* Materials provided *
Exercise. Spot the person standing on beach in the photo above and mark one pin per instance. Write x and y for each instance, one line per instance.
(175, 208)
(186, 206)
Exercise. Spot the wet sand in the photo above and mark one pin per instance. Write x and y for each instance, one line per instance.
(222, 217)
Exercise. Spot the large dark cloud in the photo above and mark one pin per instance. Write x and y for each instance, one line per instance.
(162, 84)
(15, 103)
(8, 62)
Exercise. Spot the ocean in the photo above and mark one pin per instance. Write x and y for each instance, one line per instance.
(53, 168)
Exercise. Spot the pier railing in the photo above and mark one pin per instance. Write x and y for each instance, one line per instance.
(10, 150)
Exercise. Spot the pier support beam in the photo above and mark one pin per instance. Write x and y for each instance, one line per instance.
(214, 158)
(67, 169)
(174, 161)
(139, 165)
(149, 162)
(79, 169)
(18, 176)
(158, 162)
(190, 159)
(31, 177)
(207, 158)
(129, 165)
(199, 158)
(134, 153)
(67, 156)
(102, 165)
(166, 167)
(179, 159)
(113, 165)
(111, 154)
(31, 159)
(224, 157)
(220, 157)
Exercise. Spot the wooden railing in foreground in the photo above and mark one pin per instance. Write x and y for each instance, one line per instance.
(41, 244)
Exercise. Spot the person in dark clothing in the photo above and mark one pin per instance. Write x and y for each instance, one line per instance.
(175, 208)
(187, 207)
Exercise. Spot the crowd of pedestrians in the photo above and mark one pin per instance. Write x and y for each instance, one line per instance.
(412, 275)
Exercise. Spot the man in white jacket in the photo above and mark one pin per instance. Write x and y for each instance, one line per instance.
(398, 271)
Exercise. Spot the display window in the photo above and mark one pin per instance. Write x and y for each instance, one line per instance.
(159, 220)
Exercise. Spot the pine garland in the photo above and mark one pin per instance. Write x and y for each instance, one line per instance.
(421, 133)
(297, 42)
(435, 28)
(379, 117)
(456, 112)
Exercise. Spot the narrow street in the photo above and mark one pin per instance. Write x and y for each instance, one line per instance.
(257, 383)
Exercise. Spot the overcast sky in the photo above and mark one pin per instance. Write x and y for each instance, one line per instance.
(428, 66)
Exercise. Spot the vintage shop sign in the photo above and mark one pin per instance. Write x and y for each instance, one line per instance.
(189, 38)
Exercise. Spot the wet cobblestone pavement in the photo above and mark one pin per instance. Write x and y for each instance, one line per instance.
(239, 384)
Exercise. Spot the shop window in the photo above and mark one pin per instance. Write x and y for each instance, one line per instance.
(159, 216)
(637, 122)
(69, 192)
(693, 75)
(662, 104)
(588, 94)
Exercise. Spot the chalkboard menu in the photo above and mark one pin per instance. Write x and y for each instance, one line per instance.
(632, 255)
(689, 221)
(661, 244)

* Exercise details *
Copy the lines of the material from the one containing "Exercise. Spot the chalkboard" through the end of the material, inclusive, switching "chalkboard menu" to "menu board" and leaving everything else unchanged.

* Response *
Exercise. Spot the menu board in the photo above and mark one pin per instance. Write x and y for each instance, one line per instance.
(632, 255)
(689, 221)
(661, 244)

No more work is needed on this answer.